- Your instructions -
The required result is one figure, the count of lines below with the string "then" in them.

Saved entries
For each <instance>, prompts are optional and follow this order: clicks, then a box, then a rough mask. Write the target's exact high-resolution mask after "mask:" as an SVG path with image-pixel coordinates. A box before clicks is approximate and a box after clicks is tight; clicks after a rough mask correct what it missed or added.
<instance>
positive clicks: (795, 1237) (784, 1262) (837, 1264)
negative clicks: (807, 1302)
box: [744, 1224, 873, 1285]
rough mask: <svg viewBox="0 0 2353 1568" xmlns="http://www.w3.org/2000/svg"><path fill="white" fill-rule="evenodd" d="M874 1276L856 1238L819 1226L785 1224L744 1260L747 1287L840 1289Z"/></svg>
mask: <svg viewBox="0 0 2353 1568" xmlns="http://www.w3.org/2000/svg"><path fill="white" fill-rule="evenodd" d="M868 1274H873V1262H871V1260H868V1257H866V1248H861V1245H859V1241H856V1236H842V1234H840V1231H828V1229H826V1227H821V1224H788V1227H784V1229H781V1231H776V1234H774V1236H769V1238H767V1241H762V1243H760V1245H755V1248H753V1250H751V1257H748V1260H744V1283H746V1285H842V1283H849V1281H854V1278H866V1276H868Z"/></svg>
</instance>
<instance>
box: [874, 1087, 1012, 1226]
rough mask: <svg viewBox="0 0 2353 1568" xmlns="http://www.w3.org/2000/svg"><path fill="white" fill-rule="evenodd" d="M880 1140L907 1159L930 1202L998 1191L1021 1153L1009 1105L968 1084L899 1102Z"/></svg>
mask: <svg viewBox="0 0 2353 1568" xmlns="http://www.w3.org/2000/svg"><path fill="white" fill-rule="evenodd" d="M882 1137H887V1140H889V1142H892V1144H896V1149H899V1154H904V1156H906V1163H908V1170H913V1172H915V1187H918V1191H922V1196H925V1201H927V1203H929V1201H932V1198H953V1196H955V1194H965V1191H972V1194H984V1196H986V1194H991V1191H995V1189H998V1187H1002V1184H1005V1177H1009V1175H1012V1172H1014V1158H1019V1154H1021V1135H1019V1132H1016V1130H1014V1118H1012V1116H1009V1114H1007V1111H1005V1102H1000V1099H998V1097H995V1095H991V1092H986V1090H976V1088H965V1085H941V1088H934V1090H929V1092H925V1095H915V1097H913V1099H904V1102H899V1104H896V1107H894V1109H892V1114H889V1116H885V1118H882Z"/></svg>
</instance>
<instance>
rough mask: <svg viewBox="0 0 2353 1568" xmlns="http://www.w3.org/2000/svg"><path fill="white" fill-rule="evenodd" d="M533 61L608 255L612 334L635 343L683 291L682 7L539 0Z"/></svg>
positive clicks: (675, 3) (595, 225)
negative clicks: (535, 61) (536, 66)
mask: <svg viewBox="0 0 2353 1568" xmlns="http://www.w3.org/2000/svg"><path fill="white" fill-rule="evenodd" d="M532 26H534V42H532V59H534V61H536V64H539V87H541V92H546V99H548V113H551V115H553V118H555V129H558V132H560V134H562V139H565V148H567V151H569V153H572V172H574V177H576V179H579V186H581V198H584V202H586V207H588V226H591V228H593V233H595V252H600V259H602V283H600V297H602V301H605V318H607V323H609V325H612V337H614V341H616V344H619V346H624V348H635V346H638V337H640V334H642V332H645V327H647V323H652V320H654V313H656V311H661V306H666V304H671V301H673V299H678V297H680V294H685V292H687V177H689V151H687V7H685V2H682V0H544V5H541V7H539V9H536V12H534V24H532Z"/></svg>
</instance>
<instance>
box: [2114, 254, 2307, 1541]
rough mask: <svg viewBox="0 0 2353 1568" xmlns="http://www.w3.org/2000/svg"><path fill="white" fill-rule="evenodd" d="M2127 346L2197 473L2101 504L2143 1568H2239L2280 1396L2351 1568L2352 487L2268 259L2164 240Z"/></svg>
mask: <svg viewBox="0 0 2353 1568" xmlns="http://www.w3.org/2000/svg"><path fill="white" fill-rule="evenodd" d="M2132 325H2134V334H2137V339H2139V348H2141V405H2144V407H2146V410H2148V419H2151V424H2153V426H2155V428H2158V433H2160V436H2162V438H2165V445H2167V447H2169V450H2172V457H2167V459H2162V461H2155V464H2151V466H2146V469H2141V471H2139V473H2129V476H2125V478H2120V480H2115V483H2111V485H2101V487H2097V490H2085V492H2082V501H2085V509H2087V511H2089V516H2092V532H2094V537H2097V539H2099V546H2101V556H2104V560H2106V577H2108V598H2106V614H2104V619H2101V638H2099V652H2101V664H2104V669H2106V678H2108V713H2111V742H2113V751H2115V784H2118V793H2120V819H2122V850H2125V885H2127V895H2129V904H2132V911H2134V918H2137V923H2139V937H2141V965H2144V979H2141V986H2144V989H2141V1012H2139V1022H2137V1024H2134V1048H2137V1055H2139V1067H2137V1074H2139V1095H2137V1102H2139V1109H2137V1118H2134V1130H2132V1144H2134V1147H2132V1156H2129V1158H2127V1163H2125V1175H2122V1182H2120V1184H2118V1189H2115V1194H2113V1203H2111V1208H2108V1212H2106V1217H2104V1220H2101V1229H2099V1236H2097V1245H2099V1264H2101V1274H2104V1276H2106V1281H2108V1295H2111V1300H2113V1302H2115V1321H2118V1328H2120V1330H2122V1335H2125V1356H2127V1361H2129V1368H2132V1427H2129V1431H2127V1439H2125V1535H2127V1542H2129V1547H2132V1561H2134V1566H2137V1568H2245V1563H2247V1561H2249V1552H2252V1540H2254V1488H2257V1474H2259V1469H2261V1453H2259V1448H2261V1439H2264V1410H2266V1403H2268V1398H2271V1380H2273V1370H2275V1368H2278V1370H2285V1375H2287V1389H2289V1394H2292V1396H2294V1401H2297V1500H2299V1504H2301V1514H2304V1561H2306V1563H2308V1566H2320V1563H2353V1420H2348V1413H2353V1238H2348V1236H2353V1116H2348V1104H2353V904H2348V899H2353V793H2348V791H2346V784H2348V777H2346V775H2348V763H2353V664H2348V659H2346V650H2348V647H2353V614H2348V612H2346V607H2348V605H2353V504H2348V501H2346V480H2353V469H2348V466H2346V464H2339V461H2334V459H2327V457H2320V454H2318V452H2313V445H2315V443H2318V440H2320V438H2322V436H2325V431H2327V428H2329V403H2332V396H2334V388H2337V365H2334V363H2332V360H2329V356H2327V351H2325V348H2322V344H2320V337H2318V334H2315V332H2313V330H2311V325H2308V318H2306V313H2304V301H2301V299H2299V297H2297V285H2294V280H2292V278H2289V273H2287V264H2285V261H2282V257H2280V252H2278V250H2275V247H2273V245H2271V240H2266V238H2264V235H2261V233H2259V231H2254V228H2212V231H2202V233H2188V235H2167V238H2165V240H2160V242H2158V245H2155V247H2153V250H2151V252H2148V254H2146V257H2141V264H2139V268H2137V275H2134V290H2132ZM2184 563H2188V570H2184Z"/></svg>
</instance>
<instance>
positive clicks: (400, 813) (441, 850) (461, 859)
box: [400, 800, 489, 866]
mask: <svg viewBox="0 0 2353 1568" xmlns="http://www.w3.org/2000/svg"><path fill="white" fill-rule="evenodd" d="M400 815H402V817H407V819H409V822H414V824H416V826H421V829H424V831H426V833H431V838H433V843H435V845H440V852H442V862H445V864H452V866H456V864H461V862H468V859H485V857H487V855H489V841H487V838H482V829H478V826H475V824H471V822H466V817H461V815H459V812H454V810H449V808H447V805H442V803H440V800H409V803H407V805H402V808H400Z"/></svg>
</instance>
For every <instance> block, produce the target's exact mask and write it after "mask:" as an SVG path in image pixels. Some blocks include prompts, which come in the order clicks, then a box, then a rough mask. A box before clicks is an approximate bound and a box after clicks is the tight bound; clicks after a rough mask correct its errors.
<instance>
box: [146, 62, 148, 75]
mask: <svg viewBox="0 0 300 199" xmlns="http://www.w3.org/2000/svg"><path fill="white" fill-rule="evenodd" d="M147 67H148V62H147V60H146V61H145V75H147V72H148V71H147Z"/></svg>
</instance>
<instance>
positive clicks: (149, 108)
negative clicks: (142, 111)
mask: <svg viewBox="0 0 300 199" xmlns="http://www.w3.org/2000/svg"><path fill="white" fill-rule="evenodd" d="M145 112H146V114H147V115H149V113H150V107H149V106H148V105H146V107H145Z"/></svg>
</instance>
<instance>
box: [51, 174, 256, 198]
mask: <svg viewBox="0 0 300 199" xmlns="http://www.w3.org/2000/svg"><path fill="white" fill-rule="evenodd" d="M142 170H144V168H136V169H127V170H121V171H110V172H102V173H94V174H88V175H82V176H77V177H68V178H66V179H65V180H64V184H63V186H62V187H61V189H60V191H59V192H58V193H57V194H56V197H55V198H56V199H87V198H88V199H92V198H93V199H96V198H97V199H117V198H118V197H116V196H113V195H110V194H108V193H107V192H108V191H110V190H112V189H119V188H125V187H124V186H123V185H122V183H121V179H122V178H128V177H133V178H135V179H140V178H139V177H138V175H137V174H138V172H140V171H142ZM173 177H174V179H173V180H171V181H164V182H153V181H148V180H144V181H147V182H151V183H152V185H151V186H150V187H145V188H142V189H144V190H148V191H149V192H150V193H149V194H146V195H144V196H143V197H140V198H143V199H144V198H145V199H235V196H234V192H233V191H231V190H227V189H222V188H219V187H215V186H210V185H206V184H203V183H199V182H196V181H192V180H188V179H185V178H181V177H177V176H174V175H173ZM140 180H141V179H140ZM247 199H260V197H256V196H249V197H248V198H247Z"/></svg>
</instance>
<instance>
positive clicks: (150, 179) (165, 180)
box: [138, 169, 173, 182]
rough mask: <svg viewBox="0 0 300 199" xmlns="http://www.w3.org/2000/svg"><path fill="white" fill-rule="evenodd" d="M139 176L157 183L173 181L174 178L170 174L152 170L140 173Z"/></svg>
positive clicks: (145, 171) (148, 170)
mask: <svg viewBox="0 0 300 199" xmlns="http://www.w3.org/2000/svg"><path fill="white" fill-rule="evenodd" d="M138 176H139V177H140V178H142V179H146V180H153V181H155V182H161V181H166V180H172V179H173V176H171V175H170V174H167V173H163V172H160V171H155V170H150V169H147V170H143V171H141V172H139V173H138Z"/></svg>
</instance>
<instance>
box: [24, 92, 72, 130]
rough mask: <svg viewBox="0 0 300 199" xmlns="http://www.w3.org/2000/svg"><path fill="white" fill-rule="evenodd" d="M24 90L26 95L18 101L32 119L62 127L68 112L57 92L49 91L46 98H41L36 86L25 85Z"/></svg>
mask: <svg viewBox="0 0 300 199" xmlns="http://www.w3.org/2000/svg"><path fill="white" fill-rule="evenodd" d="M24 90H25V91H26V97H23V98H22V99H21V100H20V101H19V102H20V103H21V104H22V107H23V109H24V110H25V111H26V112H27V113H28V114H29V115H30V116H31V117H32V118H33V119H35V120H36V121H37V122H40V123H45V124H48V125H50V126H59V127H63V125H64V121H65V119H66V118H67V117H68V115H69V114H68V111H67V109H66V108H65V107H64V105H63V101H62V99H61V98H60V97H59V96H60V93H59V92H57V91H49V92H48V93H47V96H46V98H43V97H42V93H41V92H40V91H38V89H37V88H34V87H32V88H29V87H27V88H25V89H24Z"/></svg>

- Task answer -
2